INSTRUCTIONS TO FOLLOW:
Return the part of the article on Georg Wilhelm Steller from "Georg Steller. Author" to "were distant relatives.", copied word for word.

READING PASSAGE:
◆ ◆ ◆

On March 10, 2019 we celebrate 310th anniversary of Georg Wilhelm Steller’s birth. It seems that everything is already known about him. Nothing to be added. Still there are some little known facts, which can rarely be discovered in a usual book. The head of Historical and Cultural Heritage Conservation Department of the Commander Islands Reserve Natalia Tatarenkova have been researching the biography of the famous naturalist for many years and discovered several interesting aspects of his life and character.
1. Date of birth. Nobody has doubts about the fact that the first researcher of the Commander Islands was born on March 10, 1709, but the thing we did not know until recently is was this data in the Julian calendar or the Gregorian one. It turned out that to find the answer is not so simple, as we expected. If we speak about the XVIII century, it would be logical to think that the old style was used, but it is wrong. The most avid fan of the scientist and the first person, who wrote his biography was the U.S. zoologist Leonhard Stejneger. He wrote about this day: “Sunday, March 10, 1709 was a day of high anxiety in house #463 of the free imperial town of Windsheim”. If we look at the old Julian calendar, we will see that it was not Sunday, but Thursday. So the date is in new style. The best way to write the date is February 25/March 10, 1709.
In fact, the birth of the future researcher did cause a turmoil. The newborn didn’t show life signs. Local nurse midwife exhausted her knowledge for such cases and even tried to approach the still baby with fumes of burning sulfur to understand if the baby was alive. Everything was in vein. However, sister of his mother did not lose hope. She enveloped the baby in warm blankets and changed them constantly. As we know from memories of Steller’s elder brother Johen Augustine, who was then 6 years old, “after several hours” to the great surprise of the family the baby made a loud cry and started to come to life.
Georg Steller. Author of the sculpture: Ilya Vyuev.
2. Genealogy of the scientist. Ten years ago German researcher Johen Hoisler drew a parallel between Georg Steller and great German poet and philosopher Johann Wolfgang von Goethe (1749-1832). The author of Faust – the immortal masterpiece of the world literature – not only had a great command of the language and theosophy, but he also was a researcher, political figure and theatre director. Two German men were connected by their genius broad-mindedness, versatile fields of activity, love for humanity and colossal capacity to work. Nevertheless, it was not all. Genealogical research showed that Steller’s mother, born as Susanna Louise and Goethe’s mother had a common predecessor – Konrad Keller (1500-1592). So the great poet and the famous researcher were distant relatives.
“Near Russian Coast. Sophron Khitrovo, Nikita Shumagin, Dmitry Ovtsin, Vitus Bering, Ivan Elagin, Georg Steller, Alexey Chirikov” Author: V.N. Ephimov, 1985. Painting from collection of Kamchatka Local Joint Museum.
3. Talent for music. It is not a common knowledge that Georg Steller had an ear for music. He could write down any melody, he had ever heard and knew how to appreciate music of his age. Most likely, he had a beautiful voice and sang. Was it or hobby for a future scientist or a necessity remains for us a mystery.
The reason is that Steller’s family lived in simple and humble conditions. The boy could aspire for further education only if religious organizations grant him financial support. In the beginning of the 18h century, high schools had funds for boys in need. One of the responsibilities of the students was to sing during religious and laic events. The best singers could be given some priorities, as food, clothes, books and supplies.
During his education (1713-1729), Steller was the best student in his class. He graduated cum laude. He had no problems with any of the subjects, but his favorite was nature studies, physics and biology. Therefore, for his graduation paper he chose a theme «Detonitrunuminisdiv(ini) testeetvindice» (About Thunder as a Prove of Divine Activity.

◆ ◆ ◆

LISTED ENTRIES:
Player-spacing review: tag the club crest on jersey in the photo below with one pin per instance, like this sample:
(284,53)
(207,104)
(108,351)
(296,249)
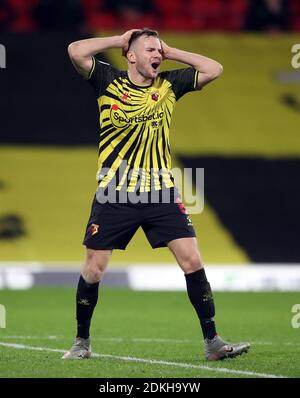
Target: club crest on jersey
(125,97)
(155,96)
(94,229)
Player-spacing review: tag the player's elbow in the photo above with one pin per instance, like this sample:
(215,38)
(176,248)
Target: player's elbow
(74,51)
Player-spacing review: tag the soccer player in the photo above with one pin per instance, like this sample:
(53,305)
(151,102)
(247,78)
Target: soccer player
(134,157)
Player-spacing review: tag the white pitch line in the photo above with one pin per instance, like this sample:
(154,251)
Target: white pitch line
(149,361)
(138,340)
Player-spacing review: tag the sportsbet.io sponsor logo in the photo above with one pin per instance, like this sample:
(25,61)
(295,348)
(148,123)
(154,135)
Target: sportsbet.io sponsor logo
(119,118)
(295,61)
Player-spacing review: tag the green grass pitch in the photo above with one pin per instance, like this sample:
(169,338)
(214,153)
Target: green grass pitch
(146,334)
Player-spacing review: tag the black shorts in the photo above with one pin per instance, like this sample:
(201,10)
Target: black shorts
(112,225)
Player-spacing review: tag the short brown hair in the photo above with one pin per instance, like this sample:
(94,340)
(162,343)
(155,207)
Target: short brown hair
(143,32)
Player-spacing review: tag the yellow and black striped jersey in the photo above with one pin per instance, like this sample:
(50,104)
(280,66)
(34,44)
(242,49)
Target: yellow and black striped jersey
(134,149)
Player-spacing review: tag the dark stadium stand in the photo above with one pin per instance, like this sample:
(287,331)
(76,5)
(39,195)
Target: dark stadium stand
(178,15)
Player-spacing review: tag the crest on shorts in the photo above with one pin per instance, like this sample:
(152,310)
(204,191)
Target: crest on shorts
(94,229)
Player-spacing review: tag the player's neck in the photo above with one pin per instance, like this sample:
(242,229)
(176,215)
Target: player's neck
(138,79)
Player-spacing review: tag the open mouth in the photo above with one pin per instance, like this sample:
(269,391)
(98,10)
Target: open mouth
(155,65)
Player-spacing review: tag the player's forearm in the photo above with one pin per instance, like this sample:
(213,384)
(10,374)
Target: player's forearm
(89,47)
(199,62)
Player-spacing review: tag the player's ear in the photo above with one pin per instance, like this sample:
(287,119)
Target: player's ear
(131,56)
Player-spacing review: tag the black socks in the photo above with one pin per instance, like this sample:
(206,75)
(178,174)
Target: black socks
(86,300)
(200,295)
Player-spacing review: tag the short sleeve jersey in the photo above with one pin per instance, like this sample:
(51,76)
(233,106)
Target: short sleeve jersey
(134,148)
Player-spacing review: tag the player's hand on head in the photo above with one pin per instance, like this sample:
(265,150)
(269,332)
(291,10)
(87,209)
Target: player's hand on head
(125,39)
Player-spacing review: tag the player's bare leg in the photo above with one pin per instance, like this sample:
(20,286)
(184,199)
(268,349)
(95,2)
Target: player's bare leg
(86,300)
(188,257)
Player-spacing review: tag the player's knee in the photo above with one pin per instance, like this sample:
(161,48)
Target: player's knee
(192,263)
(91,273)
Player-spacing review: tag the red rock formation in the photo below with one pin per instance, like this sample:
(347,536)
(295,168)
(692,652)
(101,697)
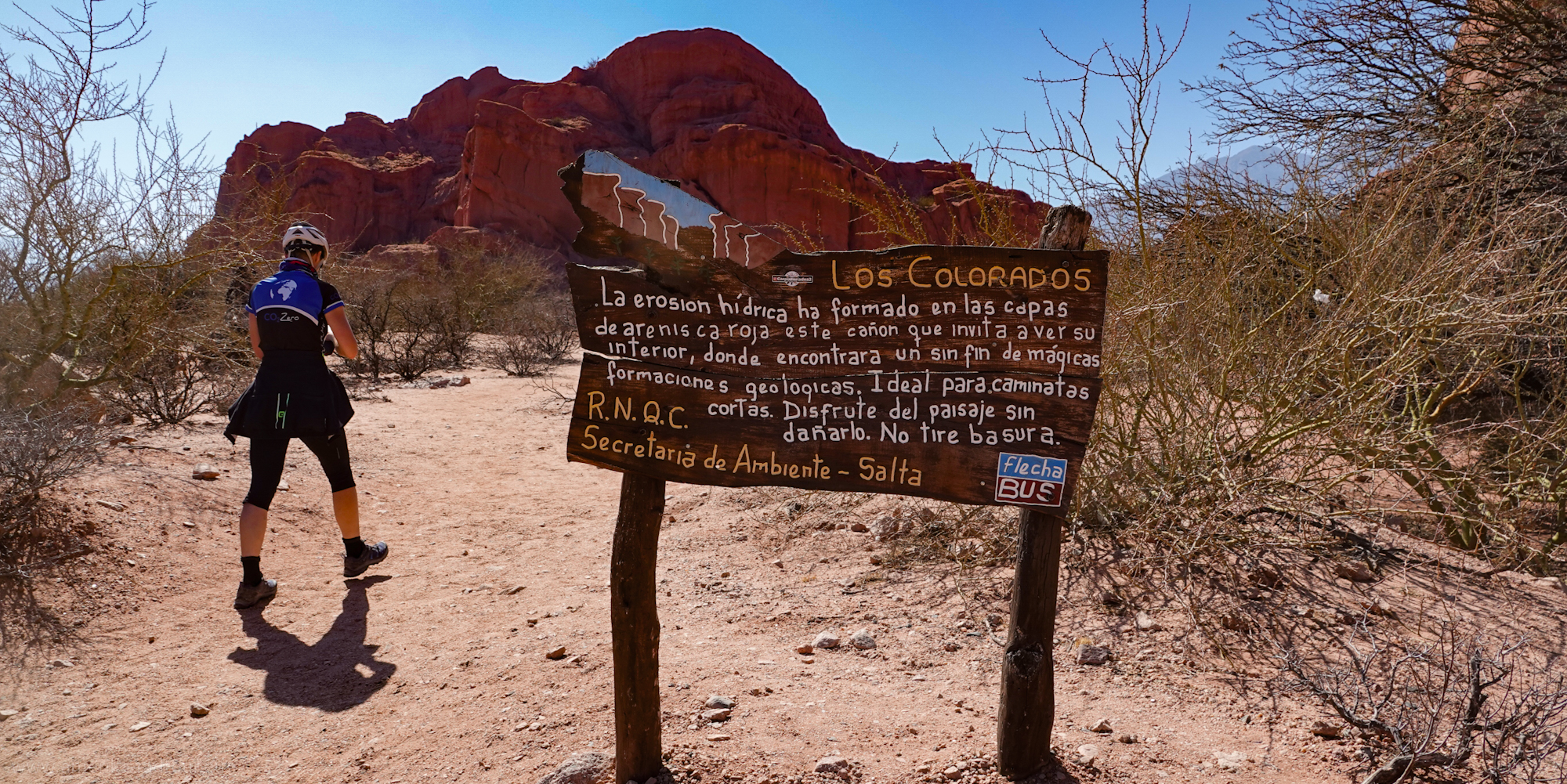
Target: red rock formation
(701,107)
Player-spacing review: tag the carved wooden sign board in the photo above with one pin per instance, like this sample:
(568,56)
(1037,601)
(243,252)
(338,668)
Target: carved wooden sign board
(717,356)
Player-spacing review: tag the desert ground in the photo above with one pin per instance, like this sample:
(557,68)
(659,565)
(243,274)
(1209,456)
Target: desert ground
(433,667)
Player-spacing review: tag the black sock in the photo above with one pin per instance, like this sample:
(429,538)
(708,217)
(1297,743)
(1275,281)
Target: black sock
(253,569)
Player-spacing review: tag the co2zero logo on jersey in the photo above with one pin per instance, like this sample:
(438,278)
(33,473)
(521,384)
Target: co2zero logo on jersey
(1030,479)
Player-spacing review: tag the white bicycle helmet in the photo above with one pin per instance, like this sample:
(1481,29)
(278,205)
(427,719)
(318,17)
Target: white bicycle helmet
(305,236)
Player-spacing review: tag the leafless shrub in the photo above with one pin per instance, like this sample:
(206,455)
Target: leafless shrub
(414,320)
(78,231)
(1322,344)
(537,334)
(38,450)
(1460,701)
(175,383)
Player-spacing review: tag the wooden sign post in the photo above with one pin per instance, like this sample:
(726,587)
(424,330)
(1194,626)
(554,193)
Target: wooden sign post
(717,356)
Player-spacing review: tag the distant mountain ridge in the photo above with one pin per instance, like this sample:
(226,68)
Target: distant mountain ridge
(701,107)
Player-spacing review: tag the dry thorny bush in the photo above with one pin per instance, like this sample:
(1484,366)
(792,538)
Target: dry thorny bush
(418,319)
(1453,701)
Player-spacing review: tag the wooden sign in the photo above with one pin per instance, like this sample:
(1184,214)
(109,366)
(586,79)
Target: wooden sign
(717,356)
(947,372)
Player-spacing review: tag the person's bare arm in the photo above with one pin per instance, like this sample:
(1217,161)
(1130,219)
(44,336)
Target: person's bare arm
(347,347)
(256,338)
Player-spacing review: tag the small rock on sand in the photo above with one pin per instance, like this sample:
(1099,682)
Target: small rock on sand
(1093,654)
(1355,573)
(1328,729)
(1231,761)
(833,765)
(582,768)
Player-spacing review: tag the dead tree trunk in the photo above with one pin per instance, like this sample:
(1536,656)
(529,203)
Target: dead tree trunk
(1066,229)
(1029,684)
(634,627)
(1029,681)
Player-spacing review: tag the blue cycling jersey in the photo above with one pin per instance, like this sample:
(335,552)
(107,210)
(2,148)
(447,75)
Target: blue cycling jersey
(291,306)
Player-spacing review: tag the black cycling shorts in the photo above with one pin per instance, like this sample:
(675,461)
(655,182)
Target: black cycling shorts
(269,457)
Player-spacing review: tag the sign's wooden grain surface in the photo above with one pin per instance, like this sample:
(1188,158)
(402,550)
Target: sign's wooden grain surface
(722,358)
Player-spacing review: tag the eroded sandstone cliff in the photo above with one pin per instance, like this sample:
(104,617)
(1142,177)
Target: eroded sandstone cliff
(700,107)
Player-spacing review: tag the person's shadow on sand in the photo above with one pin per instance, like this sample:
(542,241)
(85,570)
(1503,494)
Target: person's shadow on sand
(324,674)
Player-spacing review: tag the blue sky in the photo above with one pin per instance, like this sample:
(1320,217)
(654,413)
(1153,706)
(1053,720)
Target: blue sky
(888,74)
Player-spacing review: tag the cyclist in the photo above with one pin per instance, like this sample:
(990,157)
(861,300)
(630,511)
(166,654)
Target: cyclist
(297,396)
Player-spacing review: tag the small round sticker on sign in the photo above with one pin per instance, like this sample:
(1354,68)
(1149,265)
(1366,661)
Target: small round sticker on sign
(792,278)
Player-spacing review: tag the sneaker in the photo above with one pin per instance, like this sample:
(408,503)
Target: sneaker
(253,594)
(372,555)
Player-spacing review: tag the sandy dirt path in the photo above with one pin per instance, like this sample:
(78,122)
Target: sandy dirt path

◆ ◆ ◆

ANSWER TO THIS TASK:
Georg Steller. Author of the sculpture: Ilya Vyuev.
2. Genealogy of the scientist. Ten years ago German researcher Johen Hoisler drew a parallel between Georg Steller and great German poet and philosopher Johann Wolfgang von Goethe (1749-1832). The author of Faust – the immortal masterpiece of the world literature – not only had a great command of the language and theosophy, but he also was a researcher, political figure and theatre director. Two German men were connected by their genius broad-mindedness, versatile fields of activity, love for humanity and colossal capacity to work. Nevertheless, it was not all. Genealogical research showed that Steller’s mother, born as Susanna Louise and Goethe’s mother had a common predecessor – Konrad Keller (1500-1592). So the great poet and the famous researcher were distant relatives.